The report elaborated how the People’s Liberation Army (PLA) was heavily investing in computer network operations (CNO) including network attack and exploitation as the foundation of new war fighting doctrine aimed at obtaining “electromagnetic dominance” in the early stages of armed conflict.
In addition to the military threat, China has emerged as the largest global security menace to commercial cyberspace with a young and highly skilled labor force. According to a former US military intelligence analyst, there are about 280,000 to 300,000 individual hackers in China belonging to about 250 cyber crime organizations.
Tantamount to a worldwide wake-up call, these examples are indicative of a broader trend requiring the reshaping of force structure and doctrine to enable an effective defense.
Answers from the GWOT?

**Provided records**.
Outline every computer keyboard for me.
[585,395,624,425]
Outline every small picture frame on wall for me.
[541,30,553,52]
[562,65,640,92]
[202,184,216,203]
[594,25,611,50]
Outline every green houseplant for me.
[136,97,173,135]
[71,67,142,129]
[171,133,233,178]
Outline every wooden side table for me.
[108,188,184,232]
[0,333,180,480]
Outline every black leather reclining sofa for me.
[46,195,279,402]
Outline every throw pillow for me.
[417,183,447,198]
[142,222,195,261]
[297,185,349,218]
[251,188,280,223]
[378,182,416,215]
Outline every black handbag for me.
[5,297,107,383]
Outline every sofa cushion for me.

**Objectives**.
a. For the passage on Chinese cyber operations above, decide whether each statement agrees with it: (i) China has about 280,000 to 300,000 individual hackers; (ii) the PLA's investment aims at "electromagnetic dominance" in the late stages of armed conflict; (iii) these hackers belong to about 500 cyber crime organizations. Answer yes or no for each and quote the deciding words.
b. Repeat word for word the portion of the passage on Chinese cyber operations between "In addition to" and "cyber crime organizations.", inclusive.

**Worked answers**.
a.
(i) Yes: "there are about 280,000 to 300,000 individual hackers in China"
(ii) No: "in the early stages of armed conflict"
(iii) No: "belonging to about 250 cyber crime organizations"

b.
In addition to the military threat, China has emerged as the largest global security menace to commercial cyberspace with a young and highly skilled labor force. According to a former US military intelligence analyst, there are about 280,000 to 300,000 individual hackers in China belonging to about 250 cyber crime organizations.